### SELECTED TEXT
══════
Ibn Umar subsequently became a regular participant in military expeditions. In 628, he was present at the Expedition of al-Muraysi' against the Banu Mustaliq. He later served in the Battle of Mu'tah (629) against the forces of the Byzantine Empire. Ibn Umar acted as a key witness to the battle's aftermath, famously narrating that he found the body of the commander Ja'far ibn Abi Talib with approximately ninety wounds, all located on the front of his body.

In the final months of Muhammad's life, Ibn Umar was enlisted in the Expedition of Usama bin Zayd, a force prepared for a strategic campaign into Syria.

== Service under the Rashidun Caliphate ==

During the caliphate of his father, Umar, Abd Allah served as a consultant to the newly created council; however, Umar strictly prohibited him from standing as a candidate for the caliphate following his father's death. Ibn Umar actively participated in the military expansions of the state across Iraq, Persia, and Egypt, During Uthman's Caliphate, Ibn Umar also participated in military campaigns, including the early Conquests in Magreb, fighting alongside his brothers Asim and Ubayd Allah in the Battle of Sufetula in 647. Yet, he maintained a policy of strict neutrality throughout the First Fitna. This neutral stance was evidenced in 656, when he successfully prevented his sister Hafsa from joining Aisha at the Battle of the Camel.

Following the Battle of Siffin, during the Arbitration of Adhruh, Abu Musa al-Ash'ari reportedly nominated Ibn Umar for the caliphate as a compromise candidate, though Amr ibn al-As objected to the proposal. Decades later, during the Second Fitna in the 680s, Ibn Umar remained in Medina and, alongside Abd Allah ibn al-Zubayr and Ibn Abbas, advised Husayn ibn Ali to remain in Mecca. Although Husayn ultimately declined the advice and departed for Kufa, Ibn Umar's counsel reflected his continued commitment to avoiding civil strife within the community.

==Death==
Abd Allah ibn Umar died in Mecca in 693 (74 AH), after being hit by a poisoned spear from Hajjaj's army during the siege in some reports.

==Legacy==
Abd Allah ibn Umar was the second most prolific narrator of Hadith, with a total of 2,630 narrations. It was said that he was extremely careful about what he narrated and that he narrated with his eyes full of tears. He was very cautious in life and thus was also cautious in his judgement.
══════
### BRIEF 1
From the passage on Ibn Umar, reproduce the part that opens with the words containing "During the caliphate" and closes with "of the Camel.".
### BRIEF 2
In the passage on Ibn Umar, how many Hadith narrations is he credited with?

Text-to-region grounding rows:
══════
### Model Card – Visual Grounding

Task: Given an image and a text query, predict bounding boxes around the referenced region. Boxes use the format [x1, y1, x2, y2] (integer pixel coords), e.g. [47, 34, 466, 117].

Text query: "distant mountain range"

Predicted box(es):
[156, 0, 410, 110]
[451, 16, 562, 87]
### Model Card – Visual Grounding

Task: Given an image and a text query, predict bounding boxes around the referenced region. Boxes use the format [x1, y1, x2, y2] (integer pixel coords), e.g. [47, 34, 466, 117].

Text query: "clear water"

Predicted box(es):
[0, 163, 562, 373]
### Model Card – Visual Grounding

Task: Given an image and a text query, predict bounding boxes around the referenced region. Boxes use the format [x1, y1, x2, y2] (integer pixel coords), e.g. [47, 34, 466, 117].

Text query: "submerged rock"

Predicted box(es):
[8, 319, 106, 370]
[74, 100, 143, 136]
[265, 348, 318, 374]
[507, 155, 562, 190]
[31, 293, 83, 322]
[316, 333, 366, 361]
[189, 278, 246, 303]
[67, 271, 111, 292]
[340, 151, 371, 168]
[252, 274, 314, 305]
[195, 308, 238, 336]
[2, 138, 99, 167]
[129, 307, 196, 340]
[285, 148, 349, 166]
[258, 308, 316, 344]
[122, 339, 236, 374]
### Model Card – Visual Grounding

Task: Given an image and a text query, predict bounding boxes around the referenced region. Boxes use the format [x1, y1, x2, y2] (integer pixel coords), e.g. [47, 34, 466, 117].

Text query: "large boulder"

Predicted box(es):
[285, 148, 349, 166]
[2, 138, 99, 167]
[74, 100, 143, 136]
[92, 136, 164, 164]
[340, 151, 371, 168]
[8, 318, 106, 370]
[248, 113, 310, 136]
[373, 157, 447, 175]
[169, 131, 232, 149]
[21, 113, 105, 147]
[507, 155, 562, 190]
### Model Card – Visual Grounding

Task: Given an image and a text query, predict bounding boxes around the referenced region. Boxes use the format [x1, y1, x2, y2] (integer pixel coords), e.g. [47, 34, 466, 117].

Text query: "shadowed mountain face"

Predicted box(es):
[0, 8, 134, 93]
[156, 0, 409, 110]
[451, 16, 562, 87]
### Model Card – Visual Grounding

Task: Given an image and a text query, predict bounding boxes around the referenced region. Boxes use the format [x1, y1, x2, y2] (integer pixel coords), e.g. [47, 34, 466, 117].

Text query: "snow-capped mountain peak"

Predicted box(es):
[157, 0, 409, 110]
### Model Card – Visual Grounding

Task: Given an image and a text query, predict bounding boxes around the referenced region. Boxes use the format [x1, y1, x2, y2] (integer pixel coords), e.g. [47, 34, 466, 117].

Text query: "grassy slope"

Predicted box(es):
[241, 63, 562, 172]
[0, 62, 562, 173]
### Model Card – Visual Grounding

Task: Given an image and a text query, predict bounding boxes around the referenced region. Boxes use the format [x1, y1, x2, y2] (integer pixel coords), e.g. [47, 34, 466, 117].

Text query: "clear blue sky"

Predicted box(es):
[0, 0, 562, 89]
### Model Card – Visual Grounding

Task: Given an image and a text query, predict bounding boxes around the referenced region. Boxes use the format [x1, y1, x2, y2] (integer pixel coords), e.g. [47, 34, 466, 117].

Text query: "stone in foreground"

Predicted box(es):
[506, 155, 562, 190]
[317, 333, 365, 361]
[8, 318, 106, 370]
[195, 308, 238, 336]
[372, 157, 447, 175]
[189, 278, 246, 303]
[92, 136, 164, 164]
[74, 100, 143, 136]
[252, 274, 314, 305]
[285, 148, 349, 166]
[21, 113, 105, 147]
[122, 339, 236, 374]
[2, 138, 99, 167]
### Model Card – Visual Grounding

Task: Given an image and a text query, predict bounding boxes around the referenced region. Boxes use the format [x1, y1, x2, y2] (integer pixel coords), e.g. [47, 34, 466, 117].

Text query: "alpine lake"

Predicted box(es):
══════
### RESULT 1
During the caliphate of his father, Umar, Abd Allah served as a consultant to the newly created council; however, Umar strictly prohibited him from standing as a candidate for the caliphate following his father's death. Ibn Umar actively participated in the military expansions of the state across Iraq, Persia, and Egypt, During Uthman's Caliphate, Ibn Umar also participated in military campaigns, including the early Conquests in Magreb, fighting alongside his brothers Asim and Ubayd Allah in the Battle of Sufetula in 647. Yet, he maintained a policy of strict neutrality throughout the First Fitna. This neutral stance was evidenced in 656, when he successfully prevented his sister Hafsa from joining Aisha at the Battle of the Camel.

### RESULT 2
2,630 narrations.